Given task:
Rename every "keypoint" in the data below to "marker", and leave all other wording unchanged. Leave the pictures out of your version.

Dataset excerpts:
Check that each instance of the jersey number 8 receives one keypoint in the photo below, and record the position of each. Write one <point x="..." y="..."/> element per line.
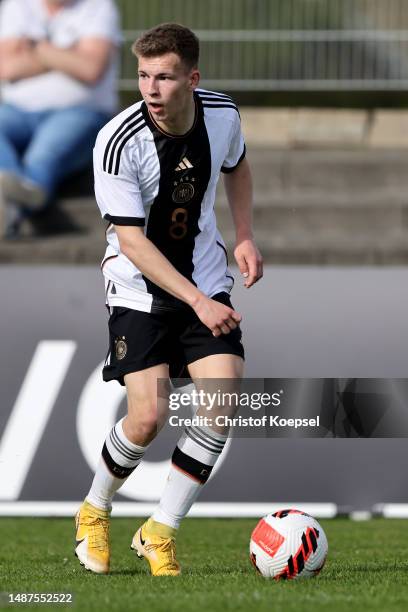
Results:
<point x="178" y="228"/>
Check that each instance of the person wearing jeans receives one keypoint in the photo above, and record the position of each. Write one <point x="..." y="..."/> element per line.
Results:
<point x="58" y="65"/>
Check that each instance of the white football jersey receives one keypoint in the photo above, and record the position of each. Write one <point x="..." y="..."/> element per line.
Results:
<point x="166" y="184"/>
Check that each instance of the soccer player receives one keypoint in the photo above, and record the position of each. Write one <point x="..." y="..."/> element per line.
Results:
<point x="167" y="280"/>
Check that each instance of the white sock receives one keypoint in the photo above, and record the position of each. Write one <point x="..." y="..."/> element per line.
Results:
<point x="193" y="460"/>
<point x="118" y="460"/>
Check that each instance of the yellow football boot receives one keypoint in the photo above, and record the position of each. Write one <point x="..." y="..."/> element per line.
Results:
<point x="92" y="538"/>
<point x="156" y="543"/>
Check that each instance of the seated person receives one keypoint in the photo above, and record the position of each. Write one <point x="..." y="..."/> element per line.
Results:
<point x="58" y="64"/>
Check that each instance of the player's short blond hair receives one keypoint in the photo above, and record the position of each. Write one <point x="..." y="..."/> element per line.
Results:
<point x="169" y="38"/>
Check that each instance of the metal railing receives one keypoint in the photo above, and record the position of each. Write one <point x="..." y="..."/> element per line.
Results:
<point x="267" y="45"/>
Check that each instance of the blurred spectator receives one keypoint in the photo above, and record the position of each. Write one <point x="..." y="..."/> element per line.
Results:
<point x="58" y="64"/>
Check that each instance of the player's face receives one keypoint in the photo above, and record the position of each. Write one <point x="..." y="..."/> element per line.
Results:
<point x="166" y="85"/>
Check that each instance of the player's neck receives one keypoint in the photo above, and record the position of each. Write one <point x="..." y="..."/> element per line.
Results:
<point x="183" y="122"/>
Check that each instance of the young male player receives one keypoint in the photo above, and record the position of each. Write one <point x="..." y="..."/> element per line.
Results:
<point x="167" y="282"/>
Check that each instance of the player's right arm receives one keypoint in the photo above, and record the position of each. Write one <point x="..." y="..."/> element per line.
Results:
<point x="220" y="319"/>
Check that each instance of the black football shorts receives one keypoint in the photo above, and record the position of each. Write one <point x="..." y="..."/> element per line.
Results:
<point x="140" y="340"/>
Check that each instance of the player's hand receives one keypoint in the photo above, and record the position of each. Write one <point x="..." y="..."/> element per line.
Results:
<point x="249" y="261"/>
<point x="220" y="319"/>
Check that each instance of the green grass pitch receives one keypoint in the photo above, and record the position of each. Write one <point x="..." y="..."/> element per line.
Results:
<point x="367" y="569"/>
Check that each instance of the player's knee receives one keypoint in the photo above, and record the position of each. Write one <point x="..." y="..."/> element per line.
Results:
<point x="144" y="420"/>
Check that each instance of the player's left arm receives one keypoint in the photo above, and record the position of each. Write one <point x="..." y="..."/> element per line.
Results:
<point x="238" y="187"/>
<point x="85" y="61"/>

Problem solution:
Check that each instance of the jersey number 8 receives one marker in the photo below, and record the position of each. Write one <point x="..." y="..."/> element per line.
Results:
<point x="178" y="228"/>
Check that each instance of the person wearing jeans receives one marker in the photo above, and record the position of each. Write one <point x="..." y="..."/> element per line.
Results:
<point x="58" y="65"/>
Check that each instance of the white football jersey receives one marker in the photo above, and record the position of each. Write one <point x="..." y="..."/> element per line.
Results:
<point x="166" y="184"/>
Check that each instance of the soccer player receives one marker in the photo above, and record the position of each. Write one <point x="..." y="..."/> element per line.
Results:
<point x="167" y="280"/>
Check that each instance of the white sock receives one marker in the photo above, and record the position of each. Write one <point x="..." y="..."/> element per line.
Results:
<point x="193" y="460"/>
<point x="118" y="460"/>
Check that each instance of the yellow football boot receives one marker in the photo above, and record the position of each. Write one <point x="..." y="..."/> element per line.
Results:
<point x="92" y="538"/>
<point x="156" y="543"/>
Check that each instance of the seated person receives one marker in the photo above, and record the position of each. Write one <point x="..." y="..."/> element per line.
Results:
<point x="58" y="64"/>
Check that each instance of the player's short blond hair receives one marker in the photo above, and record the position of each. Write one <point x="..." y="..."/> element per line.
Results:
<point x="169" y="38"/>
Check that each instance of the metal railing receives one marker in the photo above, and record the position of each. Write one <point x="..." y="..."/> element per line.
Results:
<point x="267" y="45"/>
Check that each instance of the blurred spectator receives one marker in the photo above, and record the position of each. Write one <point x="..." y="..."/> element per line.
Results:
<point x="58" y="64"/>
Check that each instance of the player's face receives one marker in the photo above, and record the position of each. Write one <point x="..." y="..."/> element per line.
Results:
<point x="166" y="85"/>
Check that each instance of the player's neck receives one marker in the photo above, and record the position of each. Write one <point x="..." y="..."/> element per line.
Results:
<point x="183" y="122"/>
Check that each instance of the young male player receives one marker in the photo above, and record the position of each. Write one <point x="..." y="..."/> element per line.
Results:
<point x="167" y="282"/>
Check that each instance of the player's right arm receives one marker in the photo above, and record the position of each. Write one <point x="..." y="..."/> element per line.
Results:
<point x="220" y="319"/>
Check that each instance of the black football shorts receives one marker in the photo above, and record the position of each. Write one <point x="..." y="..."/> element per line.
Results:
<point x="140" y="340"/>
Check that each instance of the player's hand receives one marker in the photo above, and record the position of each. Write one <point x="..." y="..."/> element per line.
Results:
<point x="249" y="261"/>
<point x="220" y="319"/>
Check that each instance of the green grass pitch receives one marker in the photo above, and record the position of each. Write one <point x="..." y="..."/> element per line.
Results:
<point x="367" y="569"/>
Check that each instance of the player's knee receives one marker in the photo above, and record the position of each. Write one <point x="..." y="..."/> element per line.
Results:
<point x="144" y="420"/>
Check that each instance of the player's left arm receives one marker in the photo above, and record the position of each. Write one <point x="..." y="..."/> element per line.
Results:
<point x="238" y="187"/>
<point x="85" y="61"/>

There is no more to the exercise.